DOCUMENT EXCERPT START
In the week after Christmas, I developed a fun new symptom. A mild eye twitch. About a week later, it had ramped itself up into a full blown eye spasm, which would make my top and bottom eyelid hard to see out of and my eyebrow appear to be drooping and my cheek smiling. With it came increased confusion and word-finding problems. The best bit about word finding problems is how it makes it nearly impossible to accurately describe one’s symptoms to a doctor when you can’t make the word for what you’re feeling, or the medicine you took, etc, come out of your mouth. My other half finally made me go see a GP when I was having pain like someone was trying to push their way out of my head from behind my eyeball, which would then turn into a headache which would then make me tense up and my neck would join in.
Not knowing what to make of these symptoms, which are outside of the *normal* everyday pain of ME that I experience, of course I want to go to the GP and A) find out what it is and B) make it go away. I tend to avoid GPs at all costs because 1) no one educated likes being treated like a fat, uneducated, hypochondriac, whiney baby and 2) it is hard to educate someone about a subject that you are well versed in (your chronic illness) when you have word-finding problems and 3) body shaming happens every time and 4) they don’t actually help you and 5) all of the above can often leave you feeling hopeless and suicidal afterwards.
I didn’t get to book in with the GP that I have gotten to know, who avoids body shaming and seems to know anything at all about ME because I wanted my husband to come with me for moral support and had to book on a Thursday. I got a locum who looked about 15. I told her that my eye muscles were spasming painfully. She said “it’s twitching?” I said, well, no, it *was* twitching and now it’s involving my whole face and keeping me from opening it full stop at times and closing it at others, which I would call a spasm. “Twitching then” she concludes. After being told this is perfectly normal (if it’s not a sign of something dangerous or worrying fair enough, say that, but stop calling it normal, how is my whole face painfully scrunching into a ball on one side so that I cannot see *normal*??) and it usually goes away after a few months. A few months. But after further consideration she thinks it may be migraine, which I do also get, but hadn’t thought of because I wasn’t getting any major aura, and I hadn’t normally ever experienced my whole face attacking me during a migraine before. But it made sense of the severe confusion, forgetting my own street name, not being able to tell taxi drivers how to get where I needed to go, worsening of word-finding issues, forgetting what I was doing *while* I was doing it, and generally looking like a zombie. So off I went with a triptan prescription (but only after giving her a gentle lecture on safety for ME patients after she had suggested that a bit of “gentle” swimming can help cure “things like ME”).
DOCUMENT EXCERPT END
DATA SHOWN START
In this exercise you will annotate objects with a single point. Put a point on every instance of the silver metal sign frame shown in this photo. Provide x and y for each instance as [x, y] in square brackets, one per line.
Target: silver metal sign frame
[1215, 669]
DATA SHOWN END
Answer these questions about the account of the eye spasm:
1. What pain finally led the writer's other half to make the writer see a GP?
2. Why couldn't the writer book with the GP the writer had gotten to know?
3. What prescription did the writer leave with?

*SOLUTION FOR THIS PROBLEM:*
1. Pain like someone was trying to push their way out of the writer's head from behind the eyeball.
2. The writer wanted the husband along for moral support and had to book on a Thursday.
3. A triptan prescription.